-- start Dataset --
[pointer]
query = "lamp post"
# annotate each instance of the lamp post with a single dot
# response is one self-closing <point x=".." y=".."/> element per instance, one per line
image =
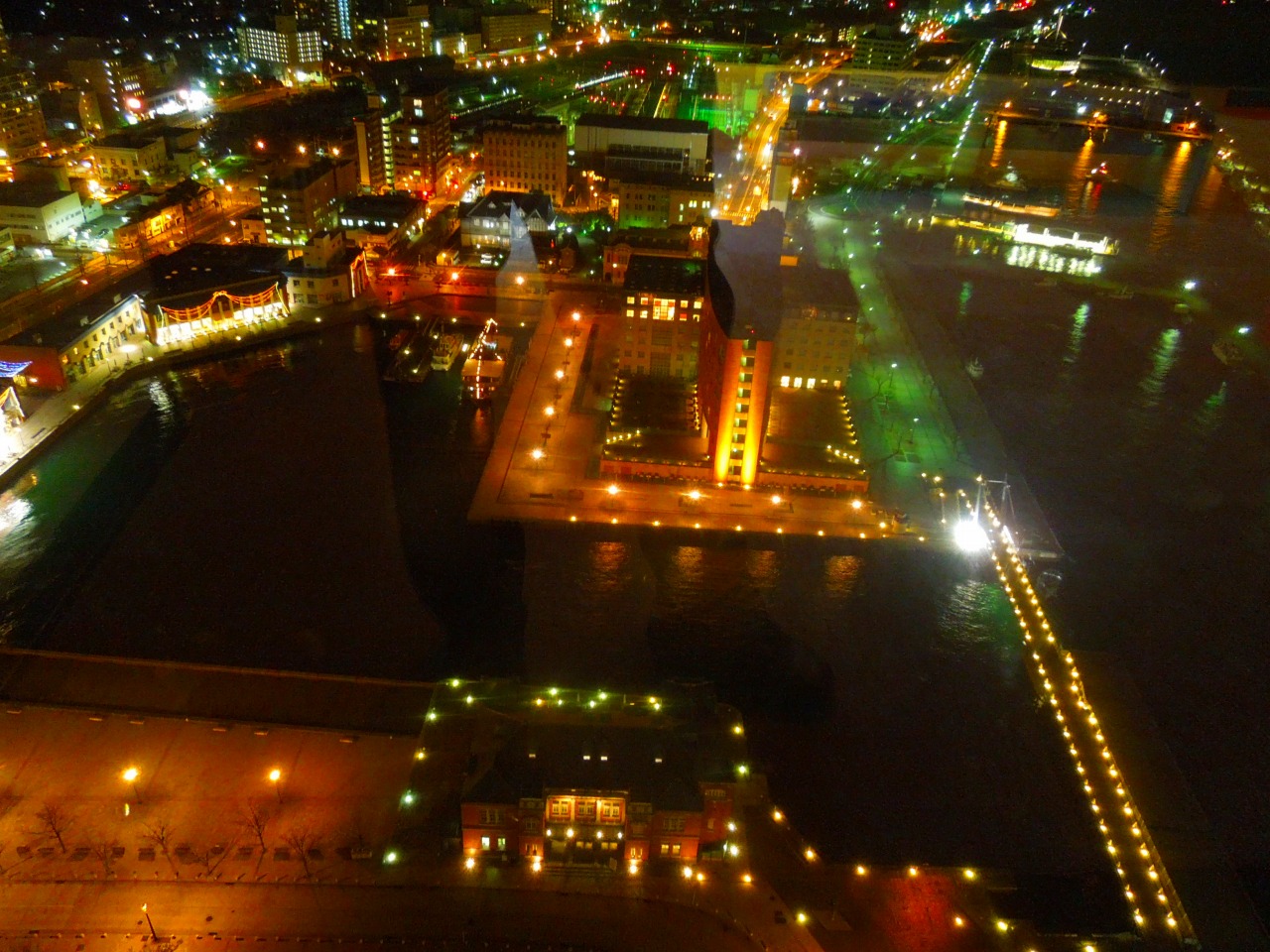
<point x="275" y="775"/>
<point x="145" y="909"/>
<point x="130" y="775"/>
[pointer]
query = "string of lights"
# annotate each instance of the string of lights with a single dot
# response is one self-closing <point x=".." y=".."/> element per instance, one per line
<point x="1152" y="900"/>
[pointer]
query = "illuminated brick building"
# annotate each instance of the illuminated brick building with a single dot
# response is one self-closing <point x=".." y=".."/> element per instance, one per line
<point x="625" y="788"/>
<point x="662" y="316"/>
<point x="772" y="324"/>
<point x="527" y="154"/>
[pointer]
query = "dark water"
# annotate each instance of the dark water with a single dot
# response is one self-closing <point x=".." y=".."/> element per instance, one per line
<point x="883" y="689"/>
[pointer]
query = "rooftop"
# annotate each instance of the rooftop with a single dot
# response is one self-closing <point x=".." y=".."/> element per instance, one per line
<point x="653" y="758"/>
<point x="30" y="194"/>
<point x="127" y="140"/>
<point x="209" y="692"/>
<point x="299" y="177"/>
<point x="495" y="204"/>
<point x="394" y="208"/>
<point x="644" y="123"/>
<point x="64" y="329"/>
<point x="656" y="273"/>
<point x="536" y="123"/>
<point x="197" y="268"/>
<point x="808" y="285"/>
<point x="744" y="278"/>
<point x="670" y="179"/>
-- end Dataset --
The data above needs to be retyped exactly, with the images left out.

[pointer]
query = "lamp post"
# annotate each instance of the lamp post with a single dot
# response is one self-closing <point x=".." y=".."/> element per instance, one per line
image =
<point x="275" y="775"/>
<point x="145" y="909"/>
<point x="130" y="775"/>
[pointer]
query = "string of lights"
# annotate each instance of the string of lights with a single dot
# response is one self-closing <point x=".." y=".."/> element per instance, one per line
<point x="1152" y="900"/>
[pointer]
query = "illuminated brick building"
# annotate each instance of the illuminated brick building with a single dot
# response is one self-closing <point x=".." y=".."/> element per instance, one per line
<point x="625" y="788"/>
<point x="662" y="316"/>
<point x="772" y="324"/>
<point x="527" y="154"/>
[pointer]
query = "dark water"
# annotate each instance of the dark water with a single dot
# response is one self-closing <point x=".." y=".."/> element per instance, one per line
<point x="883" y="689"/>
[pointer]
query = "rooftop"
# annotate each instance of the rooftop with a single dot
# response is one self-closing <point x=".." y=".."/> element per instance, one per line
<point x="653" y="758"/>
<point x="30" y="194"/>
<point x="127" y="140"/>
<point x="209" y="692"/>
<point x="299" y="177"/>
<point x="495" y="204"/>
<point x="394" y="208"/>
<point x="644" y="123"/>
<point x="64" y="329"/>
<point x="656" y="273"/>
<point x="536" y="123"/>
<point x="197" y="268"/>
<point x="808" y="285"/>
<point x="744" y="278"/>
<point x="670" y="179"/>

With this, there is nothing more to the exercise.